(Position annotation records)
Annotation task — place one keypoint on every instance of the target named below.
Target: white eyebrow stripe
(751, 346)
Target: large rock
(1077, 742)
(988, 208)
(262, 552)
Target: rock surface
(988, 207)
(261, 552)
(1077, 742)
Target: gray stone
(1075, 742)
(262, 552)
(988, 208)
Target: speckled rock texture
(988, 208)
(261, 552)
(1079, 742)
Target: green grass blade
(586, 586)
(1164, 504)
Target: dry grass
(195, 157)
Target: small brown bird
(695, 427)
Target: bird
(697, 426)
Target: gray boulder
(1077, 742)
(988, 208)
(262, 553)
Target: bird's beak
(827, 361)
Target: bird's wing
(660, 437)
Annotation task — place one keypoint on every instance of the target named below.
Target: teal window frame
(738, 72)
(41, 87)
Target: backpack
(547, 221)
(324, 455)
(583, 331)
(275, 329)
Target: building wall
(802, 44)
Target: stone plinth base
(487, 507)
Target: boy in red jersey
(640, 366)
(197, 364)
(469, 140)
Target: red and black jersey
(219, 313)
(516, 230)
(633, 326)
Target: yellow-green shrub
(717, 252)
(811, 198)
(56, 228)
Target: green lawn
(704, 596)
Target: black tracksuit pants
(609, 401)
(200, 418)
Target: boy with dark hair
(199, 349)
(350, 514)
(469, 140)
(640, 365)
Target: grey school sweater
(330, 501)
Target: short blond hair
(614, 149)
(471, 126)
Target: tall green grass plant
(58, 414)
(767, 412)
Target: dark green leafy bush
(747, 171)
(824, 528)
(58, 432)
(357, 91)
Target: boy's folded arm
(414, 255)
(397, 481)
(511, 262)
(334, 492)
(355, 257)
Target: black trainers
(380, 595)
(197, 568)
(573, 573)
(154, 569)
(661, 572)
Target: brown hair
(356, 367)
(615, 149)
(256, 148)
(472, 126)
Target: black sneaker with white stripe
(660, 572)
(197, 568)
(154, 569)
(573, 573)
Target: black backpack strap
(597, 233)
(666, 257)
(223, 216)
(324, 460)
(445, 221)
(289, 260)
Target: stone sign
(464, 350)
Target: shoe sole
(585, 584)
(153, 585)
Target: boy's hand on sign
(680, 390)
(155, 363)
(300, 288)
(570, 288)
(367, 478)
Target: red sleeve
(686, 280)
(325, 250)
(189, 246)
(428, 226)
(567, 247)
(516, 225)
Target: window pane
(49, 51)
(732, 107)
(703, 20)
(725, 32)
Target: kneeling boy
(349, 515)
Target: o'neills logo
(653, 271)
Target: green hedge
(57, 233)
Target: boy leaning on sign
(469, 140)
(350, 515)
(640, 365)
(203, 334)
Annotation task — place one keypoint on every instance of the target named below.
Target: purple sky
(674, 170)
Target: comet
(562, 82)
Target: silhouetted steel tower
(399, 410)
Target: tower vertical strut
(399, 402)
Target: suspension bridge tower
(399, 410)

Given exercise
Retype only the lines running from the line with "Target: short blond hair" to the end of the listing, including both of those lines.

Answer for the task
Target: short blond hair
(614, 149)
(471, 126)
Target: tall green grass plant
(58, 414)
(767, 412)
Target: dark green leafy bush
(747, 171)
(824, 528)
(58, 432)
(357, 91)
Target: boy's folded arm
(414, 255)
(397, 481)
(511, 262)
(334, 492)
(355, 257)
Target: black trainers
(380, 595)
(197, 568)
(573, 573)
(154, 569)
(661, 572)
Target: brown hair
(356, 367)
(615, 149)
(256, 148)
(472, 126)
Target: black sneaker with white stripe
(660, 572)
(197, 568)
(154, 569)
(573, 573)
Target: black backpack strap
(597, 233)
(666, 257)
(223, 216)
(324, 460)
(445, 221)
(289, 260)
Target: stone sign
(464, 350)
Target: shoe sole
(585, 584)
(153, 585)
Target: boy's hand on sign
(680, 390)
(155, 363)
(300, 288)
(570, 288)
(367, 478)
Target: red sleeve
(686, 280)
(325, 250)
(189, 246)
(428, 226)
(567, 247)
(516, 225)
Target: window pane
(49, 51)
(732, 107)
(703, 20)
(725, 32)
Target: kneeling boy
(349, 515)
Target: o'neills logo
(653, 271)
Target: green hedge
(57, 233)
Target: boy leaning on sign
(469, 140)
(350, 515)
(640, 365)
(203, 334)
Annotation task — place one keypoint on every instance of the target named below.
Target: purple sky
(674, 170)
Target: comet
(562, 82)
Target: silhouetted steel tower
(399, 410)
Target: tower vertical strut
(399, 402)
Target: suspension bridge tower
(399, 410)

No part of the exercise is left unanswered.